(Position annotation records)
# # # # #

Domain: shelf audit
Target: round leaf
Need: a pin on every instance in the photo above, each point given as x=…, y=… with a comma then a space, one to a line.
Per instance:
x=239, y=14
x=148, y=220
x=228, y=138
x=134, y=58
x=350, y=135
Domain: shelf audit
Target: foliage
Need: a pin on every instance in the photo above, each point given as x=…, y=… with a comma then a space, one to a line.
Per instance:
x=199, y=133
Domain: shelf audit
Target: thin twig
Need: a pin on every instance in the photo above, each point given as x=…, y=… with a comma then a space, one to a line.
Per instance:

# # # # #

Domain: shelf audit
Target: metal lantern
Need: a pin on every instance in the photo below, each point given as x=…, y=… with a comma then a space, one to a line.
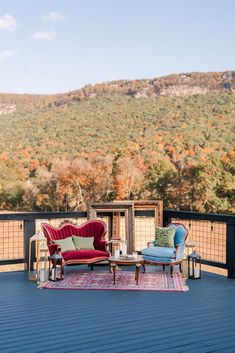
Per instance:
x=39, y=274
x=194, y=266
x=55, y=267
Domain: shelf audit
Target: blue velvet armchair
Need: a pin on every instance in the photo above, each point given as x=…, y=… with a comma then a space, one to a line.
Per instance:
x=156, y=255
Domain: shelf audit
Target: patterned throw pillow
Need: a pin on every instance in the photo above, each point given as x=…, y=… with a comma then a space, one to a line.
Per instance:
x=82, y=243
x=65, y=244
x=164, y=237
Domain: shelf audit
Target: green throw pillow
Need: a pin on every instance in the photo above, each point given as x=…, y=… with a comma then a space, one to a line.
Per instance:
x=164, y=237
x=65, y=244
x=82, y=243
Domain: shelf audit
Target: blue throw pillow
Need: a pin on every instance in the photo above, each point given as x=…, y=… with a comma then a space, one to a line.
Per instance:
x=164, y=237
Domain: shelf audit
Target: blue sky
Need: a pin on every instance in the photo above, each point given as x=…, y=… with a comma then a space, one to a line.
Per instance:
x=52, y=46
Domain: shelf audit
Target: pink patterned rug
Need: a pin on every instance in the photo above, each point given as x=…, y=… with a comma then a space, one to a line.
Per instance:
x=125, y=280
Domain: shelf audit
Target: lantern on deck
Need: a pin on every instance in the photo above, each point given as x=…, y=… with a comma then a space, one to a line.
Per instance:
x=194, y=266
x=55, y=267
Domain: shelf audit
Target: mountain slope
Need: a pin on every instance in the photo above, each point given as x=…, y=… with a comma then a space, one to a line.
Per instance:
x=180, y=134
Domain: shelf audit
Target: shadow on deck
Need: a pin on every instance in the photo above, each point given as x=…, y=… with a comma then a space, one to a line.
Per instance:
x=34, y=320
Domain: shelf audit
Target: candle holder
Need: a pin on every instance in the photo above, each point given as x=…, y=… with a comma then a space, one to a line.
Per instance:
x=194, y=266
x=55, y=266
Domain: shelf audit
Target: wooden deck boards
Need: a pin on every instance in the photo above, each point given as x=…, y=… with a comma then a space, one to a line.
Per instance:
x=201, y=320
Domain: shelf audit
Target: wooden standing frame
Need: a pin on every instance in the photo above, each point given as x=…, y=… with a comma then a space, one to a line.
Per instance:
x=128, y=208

# # # # #

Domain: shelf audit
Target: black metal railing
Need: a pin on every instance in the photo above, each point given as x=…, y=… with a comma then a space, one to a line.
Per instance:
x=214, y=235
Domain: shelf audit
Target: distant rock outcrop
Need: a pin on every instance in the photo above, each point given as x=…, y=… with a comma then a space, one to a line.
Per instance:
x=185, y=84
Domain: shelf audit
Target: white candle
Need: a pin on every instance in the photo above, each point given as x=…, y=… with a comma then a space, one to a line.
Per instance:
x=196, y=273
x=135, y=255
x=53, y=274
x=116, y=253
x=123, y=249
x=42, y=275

# # # # #

● **Given exercise**: Report how many lines of the records contain the string "patterned". Give only the number.

● **Answer to the problem**: 2